Mettant de côté la crise politique qui l'afflige depuis le début de l'été, l'Iran a refait apparition dans le grand monde diplomatique, hier. Après des mois de silence dans le dossier nucléaire, la République islamique se dit prête à entamer des négociations avec les grandes puissances étrangères.

Lors d'une conférence de presse, hier, le négociateur en chef de l'Iran sur la question nucléaire, Saïd Jalili, a annoncé avoir préparé de nouvelles propositions pour ses interlocuteurs, le groupe 5»1, composé des cinq membres permanents du Conseil de sécurité de l'ONU (États-Unis, Chine, Russie, Grande-Bretagne, France) et de l'Allemagne. Sans donner de détails, M. Jalili a laissé entendre qu'elles dépassaient grandement la question de l'enrichissement d'uranium, inquiétude principale des pays étrangers et s'attaquaient aussi à des enjeux politiques, économiques et de sécurité. «Nous espérons un round de négociations pour réaliser la justice, le progrès et la paix», a dit M. Jalili.

Cette ouverture de l'Iran, la première depuis un appel de négociations de la part des puissances étrangères en avril dernier, survient à la veille d'une rencontre du groupe 5"1, à Francfort, pour discuter de sanctions additionnelles à imposer à l'Iran. Une date butoir plane au-dessus des deux parties à la négociation: le président américain a demandé à l'Iran de faire des compromis avant la tenue de l'assemblée générale des Nations unies, à New York, le 23 septembre.

════

## CONSIGNE
Recopiez le passage de l'article sur le nucléaire iranien allant de «Cette ouverture de» jusqu'à «le 23 septembre.» inclus, en remplaçant «Francfort» par «Vienne».

Données enregistrées:
════

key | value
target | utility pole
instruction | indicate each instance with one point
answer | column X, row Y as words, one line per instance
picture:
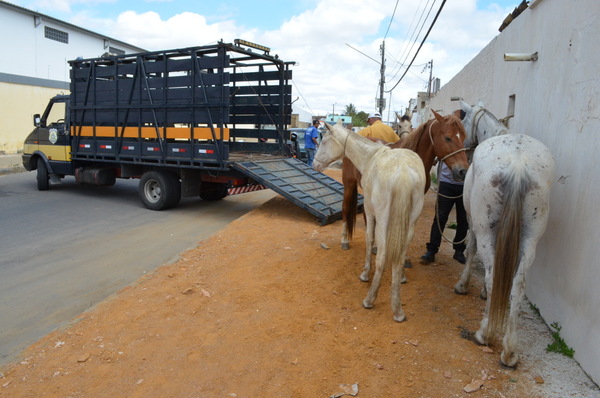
column 430, row 75
column 382, row 79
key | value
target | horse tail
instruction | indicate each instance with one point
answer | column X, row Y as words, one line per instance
column 401, row 204
column 352, row 210
column 514, row 186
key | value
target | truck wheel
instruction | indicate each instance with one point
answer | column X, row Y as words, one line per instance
column 212, row 191
column 42, row 175
column 157, row 190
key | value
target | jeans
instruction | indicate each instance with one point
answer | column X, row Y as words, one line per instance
column 444, row 206
column 310, row 155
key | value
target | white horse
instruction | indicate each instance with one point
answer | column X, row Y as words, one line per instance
column 506, row 196
column 393, row 182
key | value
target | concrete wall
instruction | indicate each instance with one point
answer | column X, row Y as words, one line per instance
column 18, row 104
column 556, row 100
column 35, row 68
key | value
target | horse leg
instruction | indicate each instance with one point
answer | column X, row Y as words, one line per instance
column 486, row 252
column 509, row 356
column 462, row 286
column 348, row 212
column 369, row 233
column 349, row 203
column 379, row 267
column 397, row 275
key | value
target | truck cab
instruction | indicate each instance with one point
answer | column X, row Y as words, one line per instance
column 47, row 148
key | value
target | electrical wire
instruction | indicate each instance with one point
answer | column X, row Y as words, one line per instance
column 391, row 20
column 421, row 45
column 409, row 50
column 413, row 36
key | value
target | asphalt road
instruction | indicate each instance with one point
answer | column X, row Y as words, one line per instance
column 64, row 250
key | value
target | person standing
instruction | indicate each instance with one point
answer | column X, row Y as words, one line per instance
column 311, row 143
column 449, row 196
column 378, row 129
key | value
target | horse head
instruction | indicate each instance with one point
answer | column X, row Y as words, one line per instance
column 447, row 138
column 331, row 147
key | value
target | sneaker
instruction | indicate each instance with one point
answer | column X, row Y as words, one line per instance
column 460, row 257
column 428, row 258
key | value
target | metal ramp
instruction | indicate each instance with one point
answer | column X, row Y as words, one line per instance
column 321, row 195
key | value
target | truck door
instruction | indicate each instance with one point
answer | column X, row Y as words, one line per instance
column 51, row 134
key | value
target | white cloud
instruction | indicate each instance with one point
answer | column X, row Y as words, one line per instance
column 329, row 72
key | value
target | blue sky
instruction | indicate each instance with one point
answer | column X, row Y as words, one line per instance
column 333, row 42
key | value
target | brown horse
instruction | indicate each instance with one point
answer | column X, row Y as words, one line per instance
column 441, row 137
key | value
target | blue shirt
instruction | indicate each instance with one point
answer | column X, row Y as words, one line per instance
column 309, row 134
column 446, row 176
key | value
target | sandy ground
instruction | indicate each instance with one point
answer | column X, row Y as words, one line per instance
column 271, row 307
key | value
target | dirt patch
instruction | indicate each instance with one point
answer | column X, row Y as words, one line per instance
column 271, row 307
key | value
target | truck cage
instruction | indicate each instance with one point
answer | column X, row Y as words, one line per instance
column 200, row 107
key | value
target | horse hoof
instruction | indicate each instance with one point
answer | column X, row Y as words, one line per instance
column 460, row 289
column 509, row 361
column 479, row 339
column 400, row 318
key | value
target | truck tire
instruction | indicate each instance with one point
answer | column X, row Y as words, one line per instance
column 212, row 191
column 42, row 175
column 157, row 190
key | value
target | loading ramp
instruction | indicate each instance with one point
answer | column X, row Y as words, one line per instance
column 316, row 192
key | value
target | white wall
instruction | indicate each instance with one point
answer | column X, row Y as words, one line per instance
column 35, row 68
column 558, row 102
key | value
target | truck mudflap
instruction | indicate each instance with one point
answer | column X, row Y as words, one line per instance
column 316, row 192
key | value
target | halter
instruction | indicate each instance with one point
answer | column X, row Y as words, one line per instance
column 433, row 146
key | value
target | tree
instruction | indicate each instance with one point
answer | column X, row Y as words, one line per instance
column 359, row 119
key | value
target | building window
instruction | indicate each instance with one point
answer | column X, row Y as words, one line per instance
column 55, row 34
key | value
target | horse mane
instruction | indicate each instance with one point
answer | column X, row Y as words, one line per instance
column 412, row 140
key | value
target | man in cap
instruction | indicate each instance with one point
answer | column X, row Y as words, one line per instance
column 311, row 143
column 377, row 129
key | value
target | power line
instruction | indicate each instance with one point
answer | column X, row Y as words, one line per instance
column 414, row 35
column 409, row 50
column 391, row 19
column 421, row 45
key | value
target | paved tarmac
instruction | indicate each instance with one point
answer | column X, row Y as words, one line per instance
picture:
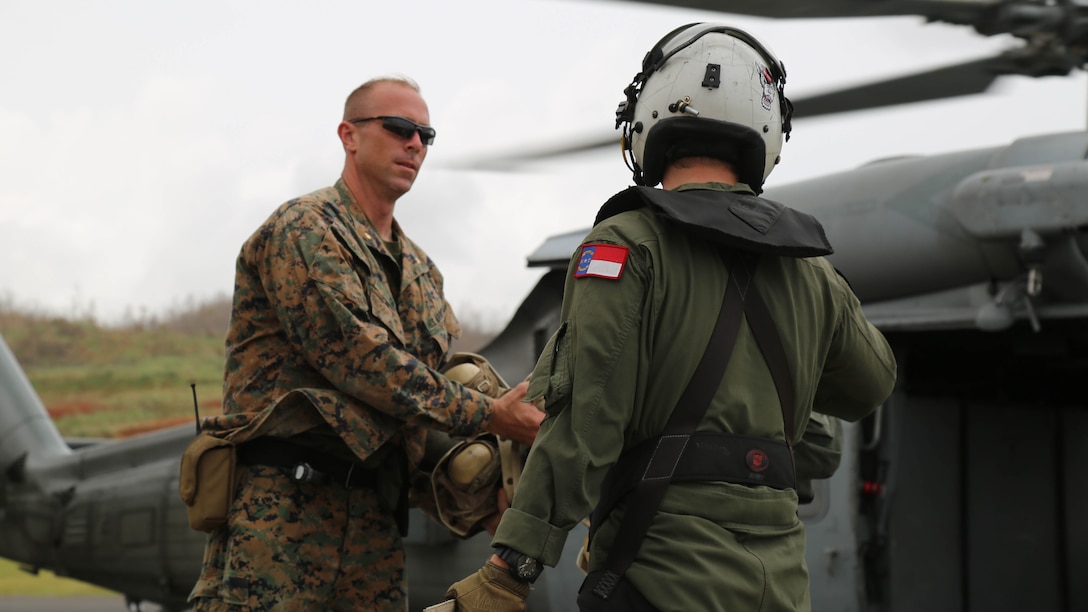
column 70, row 604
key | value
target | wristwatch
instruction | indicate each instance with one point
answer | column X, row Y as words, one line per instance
column 522, row 566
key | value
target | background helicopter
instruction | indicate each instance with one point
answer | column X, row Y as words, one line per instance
column 961, row 494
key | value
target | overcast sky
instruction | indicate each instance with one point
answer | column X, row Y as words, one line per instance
column 140, row 143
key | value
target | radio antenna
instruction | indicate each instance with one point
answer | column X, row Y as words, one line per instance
column 196, row 407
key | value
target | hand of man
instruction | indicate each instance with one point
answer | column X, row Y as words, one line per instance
column 516, row 419
column 492, row 589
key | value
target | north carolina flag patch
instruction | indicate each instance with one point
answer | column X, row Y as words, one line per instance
column 602, row 260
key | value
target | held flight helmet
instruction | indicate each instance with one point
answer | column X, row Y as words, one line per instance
column 706, row 89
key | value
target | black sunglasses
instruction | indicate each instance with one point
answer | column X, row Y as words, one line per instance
column 402, row 126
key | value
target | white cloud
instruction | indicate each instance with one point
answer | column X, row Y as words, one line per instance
column 140, row 143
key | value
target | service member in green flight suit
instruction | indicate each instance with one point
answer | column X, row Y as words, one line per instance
column 705, row 118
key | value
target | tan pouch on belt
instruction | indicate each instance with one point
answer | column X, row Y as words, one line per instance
column 207, row 480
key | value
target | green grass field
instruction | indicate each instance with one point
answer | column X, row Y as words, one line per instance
column 106, row 382
column 14, row 580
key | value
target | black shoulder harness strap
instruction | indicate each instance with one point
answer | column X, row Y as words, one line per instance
column 668, row 451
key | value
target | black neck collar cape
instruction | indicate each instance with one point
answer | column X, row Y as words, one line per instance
column 733, row 219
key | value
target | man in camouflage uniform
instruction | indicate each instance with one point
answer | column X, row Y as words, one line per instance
column 337, row 331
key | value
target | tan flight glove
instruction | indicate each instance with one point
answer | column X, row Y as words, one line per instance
column 492, row 588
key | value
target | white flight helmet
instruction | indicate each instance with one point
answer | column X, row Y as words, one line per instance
column 706, row 89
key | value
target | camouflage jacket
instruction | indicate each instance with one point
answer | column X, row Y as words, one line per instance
column 614, row 371
column 320, row 339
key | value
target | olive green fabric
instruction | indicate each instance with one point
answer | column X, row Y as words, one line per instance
column 615, row 369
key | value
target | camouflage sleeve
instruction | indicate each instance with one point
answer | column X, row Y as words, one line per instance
column 319, row 290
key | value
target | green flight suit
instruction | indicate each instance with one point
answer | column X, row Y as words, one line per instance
column 335, row 342
column 615, row 369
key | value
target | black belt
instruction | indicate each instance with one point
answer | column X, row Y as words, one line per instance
column 708, row 456
column 306, row 464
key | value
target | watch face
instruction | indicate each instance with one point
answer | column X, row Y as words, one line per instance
column 528, row 566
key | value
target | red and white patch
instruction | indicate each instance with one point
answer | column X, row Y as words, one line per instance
column 602, row 260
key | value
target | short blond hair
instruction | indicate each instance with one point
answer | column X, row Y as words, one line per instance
column 356, row 102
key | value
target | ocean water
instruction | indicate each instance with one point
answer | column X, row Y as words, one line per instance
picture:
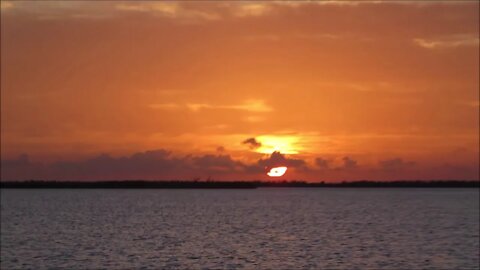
column 266, row 228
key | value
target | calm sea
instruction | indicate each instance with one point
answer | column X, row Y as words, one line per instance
column 266, row 228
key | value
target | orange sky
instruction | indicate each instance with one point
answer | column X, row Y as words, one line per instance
column 157, row 90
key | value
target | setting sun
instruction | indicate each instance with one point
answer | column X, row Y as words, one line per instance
column 277, row 171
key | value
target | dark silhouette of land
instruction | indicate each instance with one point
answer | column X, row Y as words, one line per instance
column 136, row 184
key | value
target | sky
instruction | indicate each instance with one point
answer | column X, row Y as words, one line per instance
column 333, row 90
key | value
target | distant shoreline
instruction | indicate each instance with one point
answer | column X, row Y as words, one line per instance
column 142, row 184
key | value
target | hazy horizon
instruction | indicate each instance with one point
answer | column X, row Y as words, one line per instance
column 332, row 90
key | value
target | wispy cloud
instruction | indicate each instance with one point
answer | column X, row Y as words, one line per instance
column 168, row 9
column 252, row 105
column 166, row 106
column 452, row 41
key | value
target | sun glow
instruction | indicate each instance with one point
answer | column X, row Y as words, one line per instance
column 277, row 171
column 283, row 144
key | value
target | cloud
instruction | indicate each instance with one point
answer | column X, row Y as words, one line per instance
column 154, row 164
column 254, row 119
column 395, row 164
column 216, row 163
column 322, row 163
column 169, row 9
column 164, row 106
column 451, row 41
column 251, row 9
column 252, row 143
column 4, row 5
column 278, row 159
column 349, row 164
column 251, row 105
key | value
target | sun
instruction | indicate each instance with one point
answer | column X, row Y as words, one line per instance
column 277, row 171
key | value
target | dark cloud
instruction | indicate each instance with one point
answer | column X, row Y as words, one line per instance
column 155, row 164
column 322, row 163
column 217, row 163
column 252, row 143
column 395, row 164
column 278, row 159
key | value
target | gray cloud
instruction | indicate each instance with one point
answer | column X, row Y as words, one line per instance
column 395, row 164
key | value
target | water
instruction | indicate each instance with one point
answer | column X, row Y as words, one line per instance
column 269, row 228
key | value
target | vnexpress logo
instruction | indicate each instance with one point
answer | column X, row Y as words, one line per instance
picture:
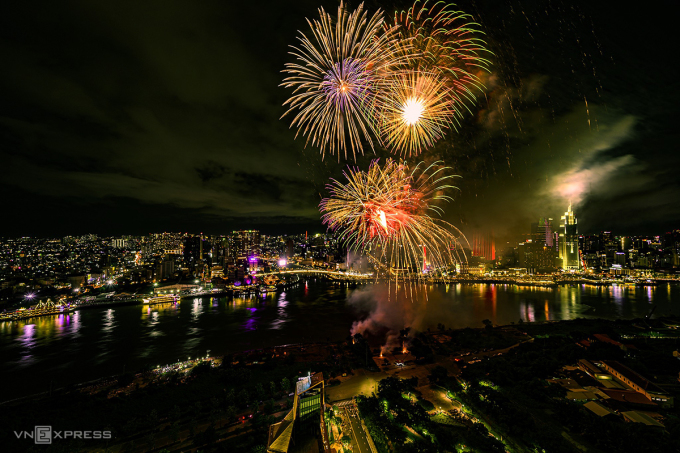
column 43, row 435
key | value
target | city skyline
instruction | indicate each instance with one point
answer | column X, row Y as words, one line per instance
column 119, row 135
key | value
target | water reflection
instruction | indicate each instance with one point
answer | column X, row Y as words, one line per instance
column 102, row 340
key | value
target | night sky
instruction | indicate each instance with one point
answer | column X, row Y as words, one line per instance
column 138, row 117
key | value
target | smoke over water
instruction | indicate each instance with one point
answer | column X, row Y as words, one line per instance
column 392, row 309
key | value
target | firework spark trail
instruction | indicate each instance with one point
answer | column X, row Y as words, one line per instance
column 384, row 212
column 338, row 74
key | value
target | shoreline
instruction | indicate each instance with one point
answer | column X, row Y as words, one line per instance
column 304, row 345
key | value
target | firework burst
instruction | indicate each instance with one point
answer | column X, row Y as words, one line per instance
column 415, row 113
column 385, row 213
column 338, row 73
column 438, row 80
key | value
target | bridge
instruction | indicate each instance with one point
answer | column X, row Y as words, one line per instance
column 342, row 275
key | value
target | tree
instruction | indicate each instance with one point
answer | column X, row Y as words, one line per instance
column 259, row 392
column 285, row 385
column 439, row 374
column 242, row 399
column 230, row 413
column 174, row 433
column 346, row 441
column 207, row 437
column 175, row 413
column 153, row 419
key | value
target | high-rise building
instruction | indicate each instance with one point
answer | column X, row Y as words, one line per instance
column 246, row 243
column 568, row 241
column 484, row 246
column 543, row 232
column 191, row 250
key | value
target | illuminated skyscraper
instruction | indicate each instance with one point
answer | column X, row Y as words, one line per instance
column 484, row 246
column 568, row 242
column 246, row 243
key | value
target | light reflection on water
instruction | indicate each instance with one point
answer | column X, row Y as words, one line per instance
column 99, row 342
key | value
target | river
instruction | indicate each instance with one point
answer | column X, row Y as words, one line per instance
column 95, row 342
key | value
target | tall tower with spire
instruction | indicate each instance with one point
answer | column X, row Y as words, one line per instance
column 568, row 242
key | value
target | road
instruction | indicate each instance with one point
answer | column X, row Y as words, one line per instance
column 363, row 383
column 350, row 415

════

## SOLUTION PROPOSÉE
Cette ouverture de l'Iran, la première depuis un appel de négociations de la part des puissances étrangères en avril dernier, survient à la veille d'une rencontre du groupe 5"1, à Vienne, pour discuter de sanctions additionnelles à imposer à l'Iran. Une date butoir plane au-dessus des deux parties à la négociation: le président américain a demandé à l'Iran de faire des compromis avant la tenue de l'assemblée générale des Nations unies, à New York, le 23 septembre.